Work instructions –
Leaving out every picture, output the records below exactly as they are.

[Natural-language object grounding data]
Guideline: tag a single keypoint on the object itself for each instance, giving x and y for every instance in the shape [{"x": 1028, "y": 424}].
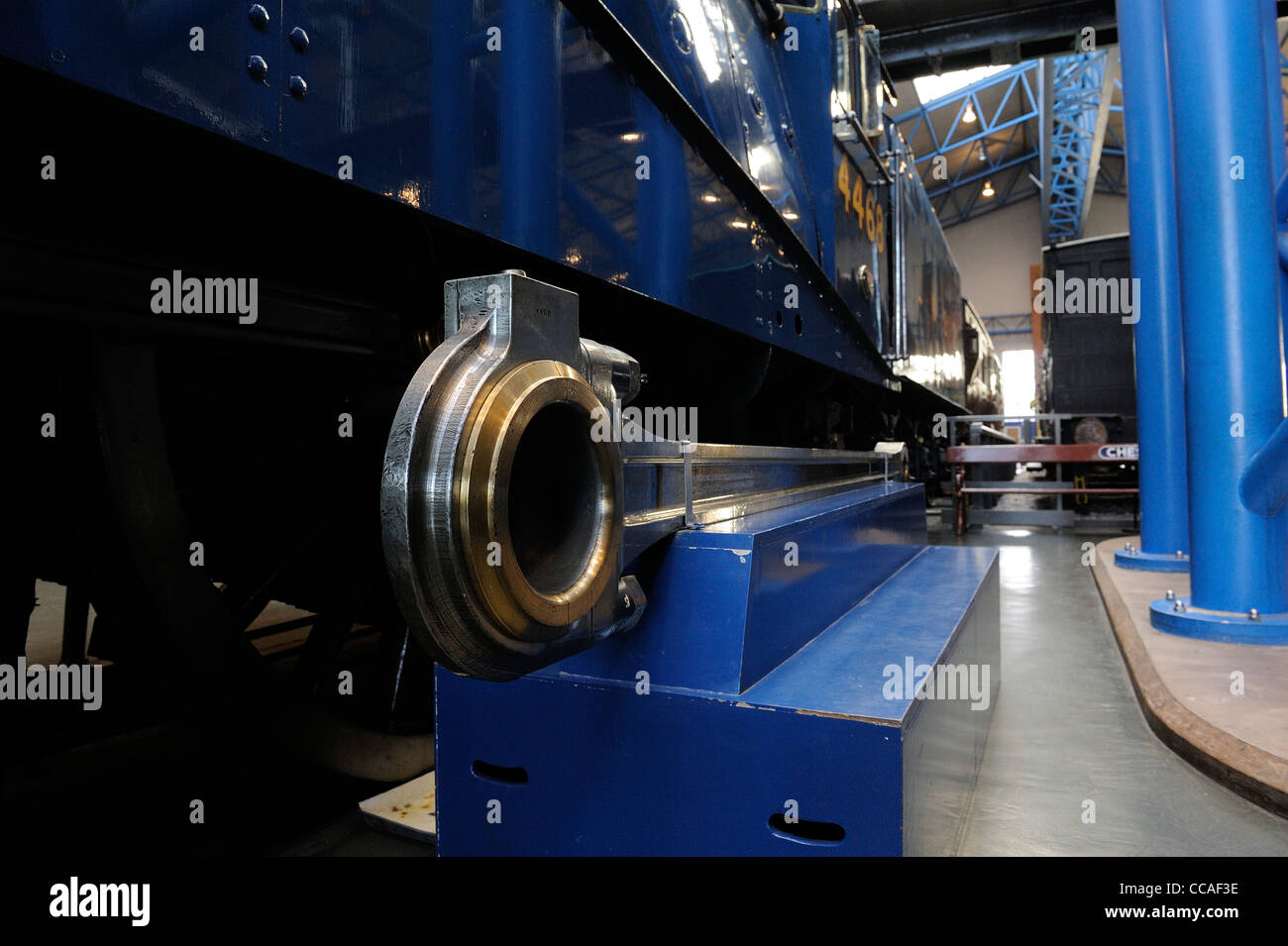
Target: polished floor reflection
[{"x": 1068, "y": 731}]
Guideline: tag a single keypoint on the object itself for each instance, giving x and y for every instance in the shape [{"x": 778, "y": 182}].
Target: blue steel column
[
  {"x": 1159, "y": 367},
  {"x": 1275, "y": 103},
  {"x": 1231, "y": 309},
  {"x": 531, "y": 119}
]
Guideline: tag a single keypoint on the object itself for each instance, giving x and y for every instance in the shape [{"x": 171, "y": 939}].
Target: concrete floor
[{"x": 1068, "y": 730}]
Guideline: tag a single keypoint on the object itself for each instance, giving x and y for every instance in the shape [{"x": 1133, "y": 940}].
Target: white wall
[{"x": 995, "y": 253}]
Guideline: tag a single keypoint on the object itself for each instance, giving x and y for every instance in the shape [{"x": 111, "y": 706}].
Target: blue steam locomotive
[{"x": 715, "y": 179}]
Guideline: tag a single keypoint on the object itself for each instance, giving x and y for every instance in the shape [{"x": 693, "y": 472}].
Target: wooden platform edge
[{"x": 1244, "y": 769}]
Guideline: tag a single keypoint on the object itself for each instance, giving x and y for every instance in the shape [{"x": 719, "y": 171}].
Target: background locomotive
[{"x": 715, "y": 180}]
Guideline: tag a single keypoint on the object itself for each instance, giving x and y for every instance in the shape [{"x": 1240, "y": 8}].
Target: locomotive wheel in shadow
[{"x": 227, "y": 484}]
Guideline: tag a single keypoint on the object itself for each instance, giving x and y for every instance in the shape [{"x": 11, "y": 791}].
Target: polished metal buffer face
[{"x": 514, "y": 497}]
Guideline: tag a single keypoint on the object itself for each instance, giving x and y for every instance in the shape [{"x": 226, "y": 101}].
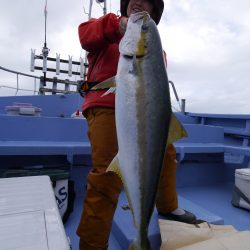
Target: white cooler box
[
  {"x": 241, "y": 192},
  {"x": 29, "y": 216}
]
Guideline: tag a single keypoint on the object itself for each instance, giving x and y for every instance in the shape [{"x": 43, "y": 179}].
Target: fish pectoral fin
[
  {"x": 108, "y": 83},
  {"x": 176, "y": 130},
  {"x": 115, "y": 167}
]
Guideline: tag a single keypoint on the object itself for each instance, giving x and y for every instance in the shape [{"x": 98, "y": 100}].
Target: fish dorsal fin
[
  {"x": 106, "y": 84},
  {"x": 176, "y": 130}
]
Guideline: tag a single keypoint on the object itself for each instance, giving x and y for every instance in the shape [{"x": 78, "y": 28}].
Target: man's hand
[{"x": 123, "y": 25}]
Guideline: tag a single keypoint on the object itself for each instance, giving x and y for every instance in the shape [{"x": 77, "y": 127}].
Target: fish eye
[
  {"x": 144, "y": 28},
  {"x": 128, "y": 56}
]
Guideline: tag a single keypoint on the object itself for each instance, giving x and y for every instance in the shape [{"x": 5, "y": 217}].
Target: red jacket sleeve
[{"x": 97, "y": 33}]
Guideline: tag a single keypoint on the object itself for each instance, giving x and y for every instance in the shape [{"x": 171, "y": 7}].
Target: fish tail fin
[
  {"x": 176, "y": 130},
  {"x": 135, "y": 245},
  {"x": 115, "y": 167}
]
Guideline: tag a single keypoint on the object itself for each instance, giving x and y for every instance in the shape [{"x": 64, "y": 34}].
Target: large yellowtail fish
[{"x": 143, "y": 117}]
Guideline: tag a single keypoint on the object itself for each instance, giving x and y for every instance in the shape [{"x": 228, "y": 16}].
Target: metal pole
[
  {"x": 183, "y": 105},
  {"x": 105, "y": 7}
]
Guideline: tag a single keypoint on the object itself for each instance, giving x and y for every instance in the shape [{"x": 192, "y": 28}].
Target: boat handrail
[{"x": 18, "y": 73}]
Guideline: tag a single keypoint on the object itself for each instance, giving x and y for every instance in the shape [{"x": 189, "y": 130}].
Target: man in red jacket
[{"x": 101, "y": 37}]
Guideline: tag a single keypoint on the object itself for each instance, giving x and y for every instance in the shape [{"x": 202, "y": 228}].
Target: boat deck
[{"x": 211, "y": 203}]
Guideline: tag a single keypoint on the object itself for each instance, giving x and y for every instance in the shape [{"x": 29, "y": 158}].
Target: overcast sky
[{"x": 207, "y": 44}]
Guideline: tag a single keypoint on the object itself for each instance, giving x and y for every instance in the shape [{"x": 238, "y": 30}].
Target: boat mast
[{"x": 45, "y": 50}]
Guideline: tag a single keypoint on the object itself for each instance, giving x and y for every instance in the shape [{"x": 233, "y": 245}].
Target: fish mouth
[{"x": 135, "y": 17}]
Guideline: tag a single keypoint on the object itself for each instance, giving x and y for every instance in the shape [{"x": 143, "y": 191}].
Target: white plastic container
[
  {"x": 29, "y": 216},
  {"x": 241, "y": 193}
]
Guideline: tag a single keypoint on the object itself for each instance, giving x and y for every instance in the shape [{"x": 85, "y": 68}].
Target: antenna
[{"x": 45, "y": 50}]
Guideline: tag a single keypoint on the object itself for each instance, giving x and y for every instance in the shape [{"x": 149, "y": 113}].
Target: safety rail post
[{"x": 42, "y": 85}]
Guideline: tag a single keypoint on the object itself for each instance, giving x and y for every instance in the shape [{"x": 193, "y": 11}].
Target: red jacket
[{"x": 100, "y": 37}]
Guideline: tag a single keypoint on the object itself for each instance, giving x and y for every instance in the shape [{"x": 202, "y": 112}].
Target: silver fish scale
[{"x": 143, "y": 113}]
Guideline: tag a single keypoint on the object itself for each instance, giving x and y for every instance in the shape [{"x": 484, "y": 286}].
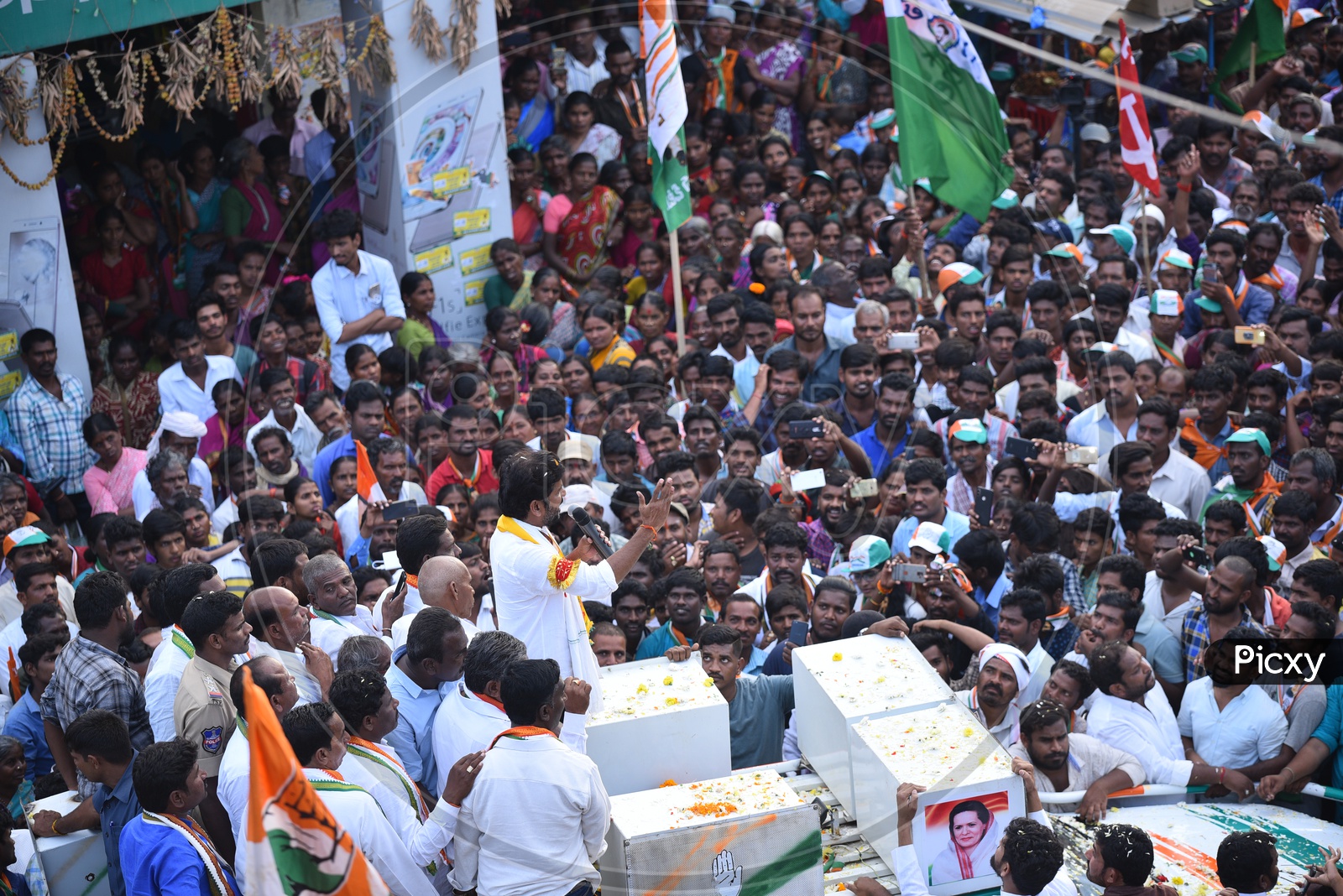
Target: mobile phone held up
[{"x": 1024, "y": 448}]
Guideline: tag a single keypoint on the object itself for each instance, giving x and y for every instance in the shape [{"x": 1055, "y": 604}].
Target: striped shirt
[{"x": 51, "y": 431}]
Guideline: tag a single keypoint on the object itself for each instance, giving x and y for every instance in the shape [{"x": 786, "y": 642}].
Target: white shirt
[
  {"x": 233, "y": 569},
  {"x": 1006, "y": 730},
  {"x": 584, "y": 76},
  {"x": 309, "y": 690},
  {"x": 1147, "y": 732},
  {"x": 758, "y": 588},
  {"x": 304, "y": 132},
  {"x": 546, "y": 613},
  {"x": 1181, "y": 482},
  {"x": 1007, "y": 398},
  {"x": 413, "y": 605},
  {"x": 1249, "y": 728},
  {"x": 225, "y": 515},
  {"x": 402, "y": 627},
  {"x": 1155, "y": 605},
  {"x": 342, "y": 297},
  {"x": 347, "y": 515},
  {"x": 425, "y": 839},
  {"x": 359, "y": 813},
  {"x": 329, "y": 632},
  {"x": 1069, "y": 504},
  {"x": 178, "y": 392},
  {"x": 839, "y": 322},
  {"x": 1088, "y": 762},
  {"x": 161, "y": 685},
  {"x": 467, "y": 723},
  {"x": 306, "y": 436},
  {"x": 535, "y": 797},
  {"x": 1041, "y": 664},
  {"x": 198, "y": 474},
  {"x": 1094, "y": 427},
  {"x": 11, "y": 611}
]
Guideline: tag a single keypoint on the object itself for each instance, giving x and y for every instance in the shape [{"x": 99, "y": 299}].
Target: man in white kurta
[
  {"x": 468, "y": 721},
  {"x": 339, "y": 616},
  {"x": 539, "y": 591},
  {"x": 539, "y": 596},
  {"x": 536, "y": 819}
]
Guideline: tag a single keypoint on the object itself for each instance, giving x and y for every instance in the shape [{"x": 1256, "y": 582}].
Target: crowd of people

Problem solution –
Guideline: tag a single keypoint on the object itself for each instance, giving x and y for every instance in the shape [{"x": 1028, "y": 424}].
Target: polished floor reflection
[{"x": 1068, "y": 731}]
Guideline: tag a single keypoint on the object itself for each instance, giving x and y for every instance in the shape [{"x": 778, "y": 182}].
Target: blue steel column
[
  {"x": 1159, "y": 367},
  {"x": 1275, "y": 103},
  {"x": 1231, "y": 309},
  {"x": 531, "y": 119}
]
Guideline: tag a single keypoint on the object itself for each instance, giving x and y for every instance in the shape [{"x": 171, "y": 939}].
Target: concrete floor
[{"x": 1068, "y": 730}]
Guideline: tag a single keypoint on the object itself for each instance, giving x and y for every instance in the shape [{"x": 1133, "y": 940}].
Target: white wall
[{"x": 995, "y": 253}]
Guideline: tag a single keypoint on the object itself for each instance, giving x and y for every instance in the shape [{"x": 111, "y": 706}].
Target: blue steam locomotive
[{"x": 715, "y": 179}]
Guideline: tag a single keypoint on the object itself for each instance, giving x and y for every instance in the shape [{"x": 693, "y": 472}].
Target: wooden platform edge
[{"x": 1244, "y": 769}]
Guideline: tag a single keypoint on the object itself for each instance, giving x and y for every instance in the shape [{"x": 719, "y": 171}].
Target: background locomotive
[{"x": 715, "y": 180}]
Guideline: tag a single keypoint on the object itself for each instance, giving x and y for every instance in the shape [{"x": 1240, "y": 8}].
Target: locomotive wheel in shadow
[{"x": 227, "y": 484}]
Guideline: tag a single keypoint on the object itself for each instance, giving x and y for every instance in the shape [{"x": 11, "y": 791}].
Target: polished metal buffer face
[{"x": 514, "y": 497}]
Guideline: tag a single keypoint on the object itself for each instance, giving x and y for every instance in the shape [{"x": 226, "y": 101}].
Target: white cooler box
[
  {"x": 241, "y": 192},
  {"x": 29, "y": 216}
]
Guideline: tag a single keypoint on the object itself for each instance, giving x and y for every instance in the shape [{"x": 43, "y": 179}].
Target: fish pectoral fin
[
  {"x": 108, "y": 83},
  {"x": 176, "y": 130},
  {"x": 115, "y": 167}
]
Guideline: tag a single keypoint on the object itself for each instance, giving x and y for every instance in the shape [{"x": 98, "y": 100}].
Target: fish dorsal fin
[
  {"x": 106, "y": 84},
  {"x": 176, "y": 130}
]
Guideline: tag a single keypoint on the object itself for each instance, giving x and y for every instance in the shape [{"x": 78, "y": 28}].
Target: man's hand
[{"x": 123, "y": 25}]
Guideline: tag a single keypoint on the object itself for each instance, giving x and y for every instance in the shape [{"x": 77, "y": 127}].
Target: fish eye
[
  {"x": 144, "y": 28},
  {"x": 128, "y": 56}
]
Guideline: tag a single keypoint on the object itself for each instance, giving x and y for every instance in the shape [{"x": 5, "y": 217}].
Target: red jacket sleeve
[{"x": 97, "y": 33}]
Guideline: tag a single keypoint on the object itself for each instance, giving x and y for every instance in the shape [{"x": 171, "y": 7}].
Target: fish tail fin
[
  {"x": 176, "y": 130},
  {"x": 135, "y": 245},
  {"x": 115, "y": 167}
]
Guideline: tag a single keypoint on the object itself for each instance, giving x and y for every instance in the shape [{"x": 64, "y": 34}].
Target: large yellowtail fish
[{"x": 143, "y": 117}]
Guideline: tag a single keypoint on the object itself for each instance, giving x and y for every instance in the shape [{"x": 228, "y": 16}].
Target: metal pole
[
  {"x": 183, "y": 105},
  {"x": 105, "y": 7}
]
Guideline: tag a single keypoint on the object itself for each instance, giving x and y for every instance in the shape [{"x": 192, "y": 28}].
Target: boat handrail
[{"x": 18, "y": 73}]
Guideline: tag a single keypoint on the object itself for each instance, giving x and y for every instance in the shape [{"x": 189, "y": 130}].
Target: man in red jacket
[{"x": 101, "y": 37}]
Guideline: tag a single keypoint on the object itself for each instance, giving x and y for every instance in the shape [{"x": 202, "y": 228}].
Target: boat deck
[{"x": 211, "y": 203}]
Guideline: tag a single keypoint on the object itself for each instance, giving x and y for every instance in the shape [{"x": 29, "y": 158}].
Target: overcast sky
[{"x": 207, "y": 44}]
Guideline: tag a single keypoint on the object itself for each instance, giving x and y for every instance in the shape [{"x": 238, "y": 30}].
Target: boat mast
[{"x": 45, "y": 50}]
Guideline: tag a single keypoint on the object itself for each instance, giving x and y for every instance in the shape [{"x": 233, "y": 245}].
Target: fish mouth
[{"x": 135, "y": 17}]
Guideline: tag a single keypoint on the object itself for each instance, giving x and y for every instance in the shape [{"x": 143, "y": 191}].
Target: white plastic container
[
  {"x": 29, "y": 216},
  {"x": 241, "y": 193}
]
Guideline: tag a single keypoint on the object itself for each instance, giving x and y for every instance in the shape [{"x": 85, "y": 68}].
Target: antenna
[{"x": 45, "y": 50}]
Guideline: tag a single keypoint on the object itself for each instance, giving x and y for every instance in the shape [{"x": 149, "y": 113}].
Target: safety rail post
[{"x": 42, "y": 85}]
Guideline: tag a single keypoint on the object itself for each instance, giving x and y for every instance in the shape [{"x": 193, "y": 11}].
Target: red jacket
[{"x": 100, "y": 37}]
Guideline: tag a single keypoint on the object itself for each instance, giving x and y for every instance in the shape [{"x": 202, "y": 112}].
Target: silver fish scale
[{"x": 143, "y": 113}]
Guideline: tag a single keypoint on the object itself for each instance, giving x and y for every instance in the shape [{"x": 484, "y": 286}].
Target: mobile phone held up
[{"x": 1024, "y": 448}]
Guideline: tag a single keypoint on the object itself for each instance, giving x and y for every instance in the shape [{"x": 1055, "y": 604}].
Target: striped shirt
[{"x": 51, "y": 431}]
Guideline: tag a single keypoint on the object itself for each instance, giving x and y for every instance in the shape [{"x": 786, "y": 642}].
Target: white shirt
[
  {"x": 233, "y": 569},
  {"x": 1006, "y": 730},
  {"x": 584, "y": 76},
  {"x": 309, "y": 690},
  {"x": 1147, "y": 732},
  {"x": 758, "y": 588},
  {"x": 304, "y": 132},
  {"x": 546, "y": 613},
  {"x": 1181, "y": 482},
  {"x": 1007, "y": 398},
  {"x": 413, "y": 605},
  {"x": 1249, "y": 728},
  {"x": 225, "y": 515},
  {"x": 402, "y": 627},
  {"x": 1155, "y": 605},
  {"x": 342, "y": 297},
  {"x": 347, "y": 515},
  {"x": 425, "y": 839},
  {"x": 359, "y": 813},
  {"x": 329, "y": 632},
  {"x": 1069, "y": 504},
  {"x": 178, "y": 392},
  {"x": 839, "y": 322},
  {"x": 1088, "y": 762},
  {"x": 161, "y": 685},
  {"x": 467, "y": 723},
  {"x": 306, "y": 436},
  {"x": 535, "y": 797},
  {"x": 1041, "y": 664},
  {"x": 198, "y": 474},
  {"x": 1094, "y": 427},
  {"x": 11, "y": 611}
]
Guideline: tag a single keypoint on the object itself for each instance, giving x and y for every instance in the shape [{"x": 99, "y": 299}].
Target: man in white kurta
[
  {"x": 468, "y": 721},
  {"x": 339, "y": 616},
  {"x": 539, "y": 591},
  {"x": 539, "y": 596},
  {"x": 536, "y": 819}
]
Guideline: tag a single keypoint on the object itself for each instance, giving x and y for every instance in the shape [{"x": 1256, "y": 582}].
Target: crowd of people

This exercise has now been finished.